--- start of DATA SUPPLIED ---
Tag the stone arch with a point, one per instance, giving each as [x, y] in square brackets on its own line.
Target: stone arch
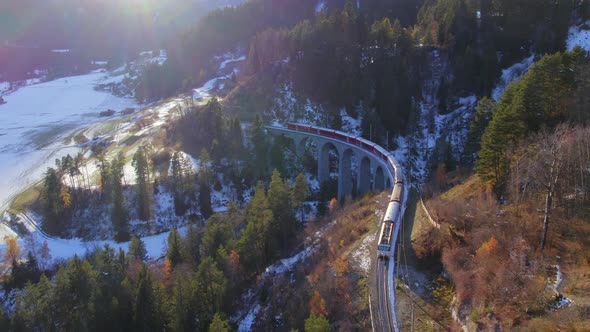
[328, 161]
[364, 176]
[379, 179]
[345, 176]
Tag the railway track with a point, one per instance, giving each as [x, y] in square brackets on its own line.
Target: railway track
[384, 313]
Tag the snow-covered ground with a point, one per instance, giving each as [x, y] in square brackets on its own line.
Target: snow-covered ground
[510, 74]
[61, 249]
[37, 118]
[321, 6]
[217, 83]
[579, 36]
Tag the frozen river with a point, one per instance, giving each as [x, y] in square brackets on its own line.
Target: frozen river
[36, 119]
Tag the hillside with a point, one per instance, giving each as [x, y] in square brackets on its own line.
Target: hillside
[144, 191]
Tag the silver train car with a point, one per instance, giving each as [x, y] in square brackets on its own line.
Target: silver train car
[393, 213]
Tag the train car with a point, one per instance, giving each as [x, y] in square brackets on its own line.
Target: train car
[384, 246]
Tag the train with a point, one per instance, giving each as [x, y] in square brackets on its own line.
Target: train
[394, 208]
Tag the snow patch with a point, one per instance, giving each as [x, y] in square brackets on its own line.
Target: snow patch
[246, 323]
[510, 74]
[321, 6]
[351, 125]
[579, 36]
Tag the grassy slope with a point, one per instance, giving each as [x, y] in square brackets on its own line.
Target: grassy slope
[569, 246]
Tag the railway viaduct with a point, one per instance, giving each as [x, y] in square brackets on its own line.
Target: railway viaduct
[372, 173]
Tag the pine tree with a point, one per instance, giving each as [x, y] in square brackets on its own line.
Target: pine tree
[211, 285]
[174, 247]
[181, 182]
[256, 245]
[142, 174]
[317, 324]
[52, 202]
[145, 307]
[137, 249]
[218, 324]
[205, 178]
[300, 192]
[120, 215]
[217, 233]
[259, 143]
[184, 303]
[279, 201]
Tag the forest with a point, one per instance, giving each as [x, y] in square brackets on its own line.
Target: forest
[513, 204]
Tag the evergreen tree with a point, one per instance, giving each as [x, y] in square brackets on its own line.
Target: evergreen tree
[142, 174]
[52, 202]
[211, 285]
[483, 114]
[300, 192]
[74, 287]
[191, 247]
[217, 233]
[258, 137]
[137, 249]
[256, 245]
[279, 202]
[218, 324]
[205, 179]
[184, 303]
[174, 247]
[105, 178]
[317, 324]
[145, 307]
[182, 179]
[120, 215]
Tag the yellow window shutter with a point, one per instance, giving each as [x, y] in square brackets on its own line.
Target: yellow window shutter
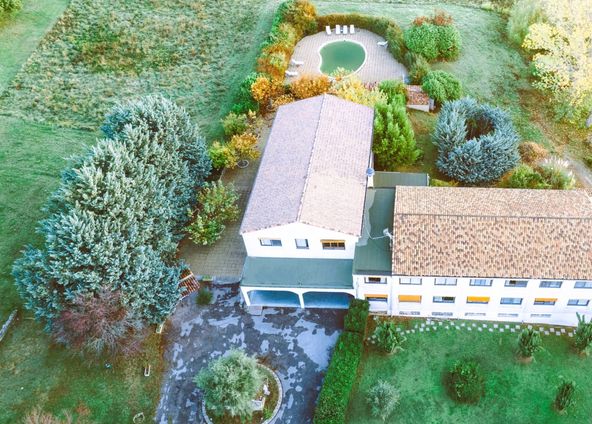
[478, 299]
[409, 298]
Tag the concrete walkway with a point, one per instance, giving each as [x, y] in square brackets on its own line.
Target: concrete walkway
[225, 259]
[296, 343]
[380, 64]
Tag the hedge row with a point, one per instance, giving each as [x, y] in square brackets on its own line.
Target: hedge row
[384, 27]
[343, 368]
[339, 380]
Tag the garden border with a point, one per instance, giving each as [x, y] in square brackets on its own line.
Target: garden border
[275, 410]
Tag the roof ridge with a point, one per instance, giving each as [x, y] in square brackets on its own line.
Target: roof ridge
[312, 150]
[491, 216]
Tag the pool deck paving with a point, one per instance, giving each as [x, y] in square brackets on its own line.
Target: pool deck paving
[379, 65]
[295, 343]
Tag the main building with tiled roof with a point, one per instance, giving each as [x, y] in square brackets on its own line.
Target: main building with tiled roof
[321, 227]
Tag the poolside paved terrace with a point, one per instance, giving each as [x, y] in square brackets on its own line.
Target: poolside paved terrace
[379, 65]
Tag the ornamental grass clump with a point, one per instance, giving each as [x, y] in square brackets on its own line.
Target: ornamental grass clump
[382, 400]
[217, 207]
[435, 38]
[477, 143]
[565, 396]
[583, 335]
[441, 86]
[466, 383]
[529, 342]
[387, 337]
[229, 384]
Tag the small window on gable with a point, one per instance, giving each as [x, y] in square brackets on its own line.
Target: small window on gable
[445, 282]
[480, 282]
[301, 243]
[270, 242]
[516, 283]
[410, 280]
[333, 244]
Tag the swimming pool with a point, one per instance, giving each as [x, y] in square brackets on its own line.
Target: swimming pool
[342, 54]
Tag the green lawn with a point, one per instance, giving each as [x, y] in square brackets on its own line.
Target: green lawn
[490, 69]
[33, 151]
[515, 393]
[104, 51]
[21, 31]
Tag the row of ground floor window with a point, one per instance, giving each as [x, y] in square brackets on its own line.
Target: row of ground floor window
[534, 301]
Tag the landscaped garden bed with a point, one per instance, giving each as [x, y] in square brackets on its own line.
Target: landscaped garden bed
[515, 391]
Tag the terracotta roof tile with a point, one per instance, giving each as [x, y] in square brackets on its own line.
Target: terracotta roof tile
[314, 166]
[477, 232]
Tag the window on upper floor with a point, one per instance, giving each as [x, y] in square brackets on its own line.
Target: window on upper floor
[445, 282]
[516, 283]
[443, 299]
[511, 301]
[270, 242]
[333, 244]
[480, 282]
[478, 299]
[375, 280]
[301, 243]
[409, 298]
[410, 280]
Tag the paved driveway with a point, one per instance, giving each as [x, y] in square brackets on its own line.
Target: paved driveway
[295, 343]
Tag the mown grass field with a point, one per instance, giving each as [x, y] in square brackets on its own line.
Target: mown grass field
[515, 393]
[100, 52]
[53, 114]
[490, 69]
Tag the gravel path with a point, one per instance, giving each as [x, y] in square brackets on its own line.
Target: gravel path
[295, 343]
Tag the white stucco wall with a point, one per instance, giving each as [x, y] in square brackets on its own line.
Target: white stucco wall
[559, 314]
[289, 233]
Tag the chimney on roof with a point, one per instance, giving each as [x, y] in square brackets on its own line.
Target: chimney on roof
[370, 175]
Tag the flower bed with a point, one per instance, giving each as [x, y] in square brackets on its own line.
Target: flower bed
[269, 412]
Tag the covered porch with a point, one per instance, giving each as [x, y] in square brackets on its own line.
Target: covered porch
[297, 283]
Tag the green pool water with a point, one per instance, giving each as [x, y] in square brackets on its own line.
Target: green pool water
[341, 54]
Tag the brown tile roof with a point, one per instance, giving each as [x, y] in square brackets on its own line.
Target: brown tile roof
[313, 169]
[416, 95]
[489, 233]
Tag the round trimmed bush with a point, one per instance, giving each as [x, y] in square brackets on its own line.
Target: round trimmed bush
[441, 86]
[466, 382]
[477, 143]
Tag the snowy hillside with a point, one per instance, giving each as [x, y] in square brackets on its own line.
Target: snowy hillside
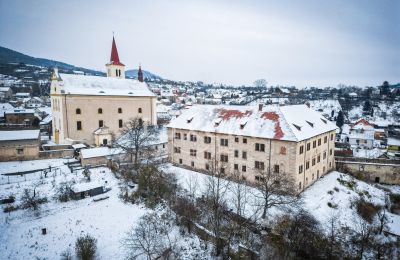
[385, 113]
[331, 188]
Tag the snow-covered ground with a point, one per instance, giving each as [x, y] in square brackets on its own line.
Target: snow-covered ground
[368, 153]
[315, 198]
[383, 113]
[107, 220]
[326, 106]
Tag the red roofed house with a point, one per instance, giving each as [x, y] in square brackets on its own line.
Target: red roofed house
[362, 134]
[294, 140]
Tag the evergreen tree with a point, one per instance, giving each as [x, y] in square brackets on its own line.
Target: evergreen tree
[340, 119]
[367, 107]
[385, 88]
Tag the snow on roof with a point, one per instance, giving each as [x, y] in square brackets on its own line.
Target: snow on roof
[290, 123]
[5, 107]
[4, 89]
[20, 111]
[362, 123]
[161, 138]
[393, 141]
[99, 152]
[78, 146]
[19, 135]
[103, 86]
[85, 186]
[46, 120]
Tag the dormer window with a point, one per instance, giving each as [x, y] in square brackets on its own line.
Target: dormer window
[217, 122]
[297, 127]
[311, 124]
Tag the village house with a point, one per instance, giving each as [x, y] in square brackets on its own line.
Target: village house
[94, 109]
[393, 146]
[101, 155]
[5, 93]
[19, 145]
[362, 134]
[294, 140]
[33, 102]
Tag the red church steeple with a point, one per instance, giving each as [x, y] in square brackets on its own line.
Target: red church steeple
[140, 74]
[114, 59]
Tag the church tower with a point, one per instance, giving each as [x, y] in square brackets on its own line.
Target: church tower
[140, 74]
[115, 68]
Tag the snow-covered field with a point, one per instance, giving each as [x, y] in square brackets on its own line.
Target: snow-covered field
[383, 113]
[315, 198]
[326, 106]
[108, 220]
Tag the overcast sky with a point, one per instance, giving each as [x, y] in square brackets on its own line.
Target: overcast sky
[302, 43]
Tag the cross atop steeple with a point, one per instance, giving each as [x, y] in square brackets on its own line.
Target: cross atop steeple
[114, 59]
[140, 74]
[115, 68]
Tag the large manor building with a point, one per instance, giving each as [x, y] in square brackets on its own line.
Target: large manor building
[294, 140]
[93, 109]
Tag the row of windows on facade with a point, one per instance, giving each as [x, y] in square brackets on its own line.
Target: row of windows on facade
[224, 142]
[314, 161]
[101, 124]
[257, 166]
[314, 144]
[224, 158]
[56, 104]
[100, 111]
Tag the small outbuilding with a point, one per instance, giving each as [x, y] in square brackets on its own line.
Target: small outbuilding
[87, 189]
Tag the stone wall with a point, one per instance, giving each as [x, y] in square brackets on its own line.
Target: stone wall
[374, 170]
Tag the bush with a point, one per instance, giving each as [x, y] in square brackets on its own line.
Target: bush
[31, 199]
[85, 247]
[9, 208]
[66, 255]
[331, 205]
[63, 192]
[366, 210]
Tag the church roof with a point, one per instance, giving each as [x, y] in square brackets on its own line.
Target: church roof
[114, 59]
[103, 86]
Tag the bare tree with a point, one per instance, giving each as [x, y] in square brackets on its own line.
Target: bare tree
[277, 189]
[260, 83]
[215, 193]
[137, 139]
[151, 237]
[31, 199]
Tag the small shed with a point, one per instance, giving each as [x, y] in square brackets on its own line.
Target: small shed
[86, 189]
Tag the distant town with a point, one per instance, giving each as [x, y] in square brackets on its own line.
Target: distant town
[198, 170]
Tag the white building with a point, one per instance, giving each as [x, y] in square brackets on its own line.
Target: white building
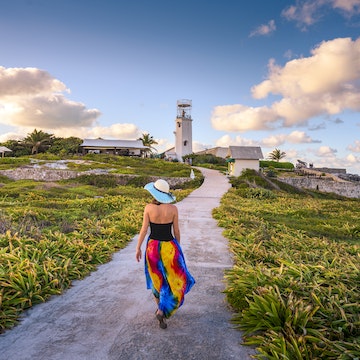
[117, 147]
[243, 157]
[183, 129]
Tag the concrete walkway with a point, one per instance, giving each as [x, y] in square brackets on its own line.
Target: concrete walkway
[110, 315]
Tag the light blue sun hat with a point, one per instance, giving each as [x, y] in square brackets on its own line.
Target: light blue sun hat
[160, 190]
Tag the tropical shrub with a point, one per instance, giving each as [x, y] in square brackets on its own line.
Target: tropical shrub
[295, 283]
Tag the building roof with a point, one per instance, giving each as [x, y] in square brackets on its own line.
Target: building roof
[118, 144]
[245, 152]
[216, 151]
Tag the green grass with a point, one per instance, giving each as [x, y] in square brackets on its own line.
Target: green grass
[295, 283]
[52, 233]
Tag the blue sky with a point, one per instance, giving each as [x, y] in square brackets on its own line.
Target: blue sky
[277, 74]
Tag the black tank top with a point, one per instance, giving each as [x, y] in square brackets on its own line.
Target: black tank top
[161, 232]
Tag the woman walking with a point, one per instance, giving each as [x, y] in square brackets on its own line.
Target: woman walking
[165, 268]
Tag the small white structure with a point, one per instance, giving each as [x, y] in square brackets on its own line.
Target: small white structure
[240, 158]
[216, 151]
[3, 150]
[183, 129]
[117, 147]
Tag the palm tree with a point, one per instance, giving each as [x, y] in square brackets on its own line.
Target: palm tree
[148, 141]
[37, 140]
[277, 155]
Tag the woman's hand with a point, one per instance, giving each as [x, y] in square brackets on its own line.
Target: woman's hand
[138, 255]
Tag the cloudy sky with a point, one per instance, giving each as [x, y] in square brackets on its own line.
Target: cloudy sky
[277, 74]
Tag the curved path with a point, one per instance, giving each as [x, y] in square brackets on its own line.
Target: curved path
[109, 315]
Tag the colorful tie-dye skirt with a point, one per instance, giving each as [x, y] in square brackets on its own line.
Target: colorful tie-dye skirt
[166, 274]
--- end of DATA SUPPLIED ---
Quote exactly the line containing "Tag the palm" and every later line through the end of the listing, and no other lines.

[ANSWER IN FULL]:
Tag the palm tree with a point, one per instance, giving each as [x, y] in square brackets on its own line.
Target: palm tree
[148, 141]
[37, 140]
[277, 155]
Tag the woman's hand with a point, one per instance, giving each as [x, y] in square brackets on its own line.
Target: woman's hand
[138, 255]
Tag the cloudy sky with a point, one per instance, giving each as [x, y] in square brackets on its own line.
Target: cloudy sky
[277, 74]
Tag the curved path with a point, one per instance, giving each as [x, y] in square brackets on its own line.
Target: curved path
[109, 315]
Tag the colorful tie-dye skirt with a point, one per instance, giving each as [x, y] in square brackets on its own line.
Target: colorful tie-dye skirt
[166, 274]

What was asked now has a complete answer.